## Start Input rows

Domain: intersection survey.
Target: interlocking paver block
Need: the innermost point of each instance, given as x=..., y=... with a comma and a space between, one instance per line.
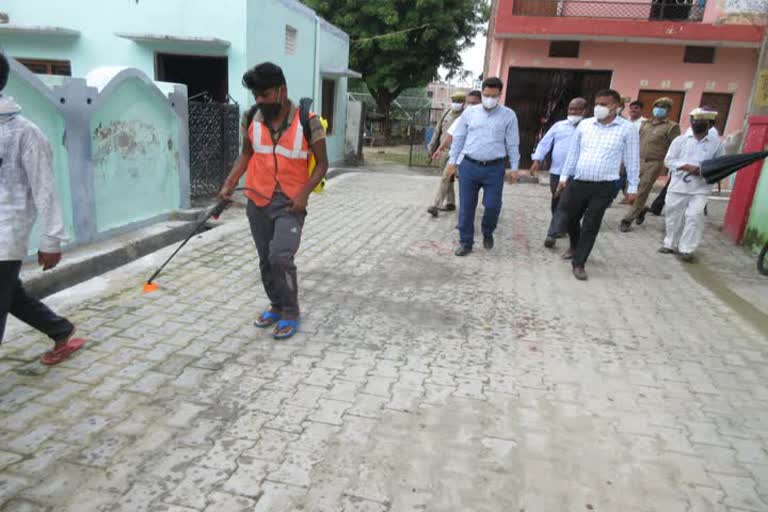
x=419, y=381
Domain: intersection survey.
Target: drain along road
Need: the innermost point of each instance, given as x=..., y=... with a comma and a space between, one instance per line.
x=420, y=381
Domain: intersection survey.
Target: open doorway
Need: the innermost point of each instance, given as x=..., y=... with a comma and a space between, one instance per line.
x=202, y=75
x=540, y=97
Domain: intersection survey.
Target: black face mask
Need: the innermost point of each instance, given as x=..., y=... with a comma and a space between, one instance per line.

## End Input rows

• _Stated exercise_: Rewrite all the lines above, requests included, scaling every coordinate in the answers by 1.55 and rounding to the nearest whole number, with halves rounded up. Leave the pictures out.

• _Response_:
Domain: intersection survey.
Target: interlocking paver block
Need: the innermost point of each instance, given as x=..., y=... with a comma and a space between, one instance per line.
x=649, y=591
Domain: intersection survey.
Target: drain along road
Need: the innermost point of each instance, given as x=..., y=... with a comma and a space between, one instance per line.
x=651, y=591
Domain: intersection survey.
Target: open doorway
Need: the innermost point of each instance, given as x=..., y=... with a comma and a space between, one instance per line.
x=313, y=116
x=837, y=150
Domain: intersection survey.
Target: black face mask
Need: the innermost point of each instance, given as x=..., y=... with a comma and a space between, one instance per line.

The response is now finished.